• [Passage given]:

- - -

Business proposal letters are a way for you to reach out to potential clients or other business owners. There are a variety of reasons you may need to write a proposal letter in the course of running your business. For instance, to start a new business, customers and investors will need to know about you. To grow an established business, you may need to collaborate with other companies for a project or a product launch.
Understanding the purpose and learning how to write a proposal letter can help you establish collaborative and lucrative business relationships. Keep reading for more details on the uses of a business proposal letter and how to write one.
What Is a Business Proposal Letter?
A business proposal letter is a document used to introduce a business to a client or an investor. Its purpose can also be to propose collaboration between companies. Similarly, you may send a business proposal letter as a response to any request asking for information about your services or products.
In this letter of introduction, your goal is to present your product or services as something beneficial to a potential client. If you are writing to investors, your letter needs to convince them to hear more about your business idea and consequently invest in your company. In the same sense, if you're proposing collaboration between you and another business, your letter should outline how working with you will benefit your potential partner.
When Should You Use a Business Proposal Letter?
The main purpose of a business proposal letter is to introduce your company to another business, a prospective client, or a potential investor. To be concise and straightforward, you must include why you're writing, which could be for the following purposes:
- To propose a collaboration
- To ask for a capital investment
- Partnership proposal
- Sponsorship proposal
- Sales proposal
- Marketing proposal
Typically, proposal letters fall into three categories:
- Formally solicited business proposal letter: This type of letter responds to a request for proposal (RFP) initiated by a prospective client. For example, you'll send this when you receive a request for a quotation or information about your products or services. You'll also send a solicited proposal letter whenever you're asked to submit a bid for a project.
- Informally solicited business proposal letter: At community or networking events, you may encounter prospective clients or investors who may want you to contact them to discuss a sales pitch or a collaboration further. Your response could be in the form of this type of proposal letter. There are no rules given for writing an informally solicited proposal letter, but it's best to be professional at all times.
- Unsolicited business proposal letters or cold calls: Most proposal letters can be categorized as cold calls. Cold calling is a technique that marketers use to solicit sales or offer products or services to potential clients.
How to Write a Business Proposal Letter
You can find business proposal templates and sample letters online. You can create them from proposal letter templates, as well. To help you compose an effective and compelling letter, review the sections below.

- - -

• [Requirement 1]:
In the passage on business proposal letters, what does a formally solicited proposal letter respond to?
• [Requirement 2]:
Extend the passage on business proposal letters, picking up after its final sentence.
The lines after this point have no connection to the passage on business proposal letters.

• [Recorded information]:
- - -

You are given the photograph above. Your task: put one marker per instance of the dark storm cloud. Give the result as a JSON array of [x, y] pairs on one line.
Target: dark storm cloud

- - -

• [Written response 1]:
A request for proposal (RFP) initiated by a prospective client.

• [Written response 2]:
Letterhead and Contact Information
If you're sending a physical letter, follow the general convention for formal letter writing. Your contact details, including business name and logo, should be at the top of the letter. You'll enter the date just below that. Then, include the recipient's contact information.
If you're sending the proposal through email, input your name and purpose for writing in the subject line as a substitute for a business header.
Address the Recipient
Start your letter with a formal greeting — research how your recipient prefers to be addressed. You can find this information from their company website if they have one or you can connect with them through social media platforms, such as LinkedIn.
Start With Background Information
The first paragraph of your letter should entice your recipient to keep reading. Introduce your business. Mention background information about your company, your qualifications, and the services or products you offer. Then, briefly mention the reason for your letter and why you would be a better choice than your competitors.
If you are sending the letter as a response to an inquiry initiated by the recipient, mention it for context. If you already have a business relationship with the company, remind the recipient of that, as well.
State the Purpose of the Proposal
In this part of your letter, discuss your intention for writing and what you intend to accomplish. For example, are you asking to work together on a project or are you offering a solution to an issue they've been having?
If you're writing to discuss a collaboration, make sure you provide clear details and basic terms of the arrangement. If you're making a sales pitch to offer products or services, discuss your understanding of their problem and your viable solution. Include relevant information as proof that you've done your research and you know how to help.
In this section, you'll also discuss pricing and the methodology. Elaborate how you plan to solve the client's problem or how a partnership will benefit the other company. If you have the statistics and numbers, you can add your proposal's short-term or long-term benefits. Make sure your goals are SMART.
- Specific — clear and definitive (For example, if you're proposing to launch products together, mention that doing so will increase their sales by 50%. Back up your claim with case studies and calculations.)
- Measurable — can be easily checked
- Achievable — realistic and practical
- Relevant — goals should be relevant to your client's current business situation
- Time-bound — setting a timeline makes the goal specific and measurable
Request a Follow-Up
In this section, thank the reader for their time and increase your chances of getting a response by adding a call to action (CTA). A CTA is a straightforward action for your recipient to take if they'd like to proceed. It could be as simple as replying to your email, giving you a phone call, or signing and returning a form.
Close this section with a specific date and time when they can expect your follow-up call or email.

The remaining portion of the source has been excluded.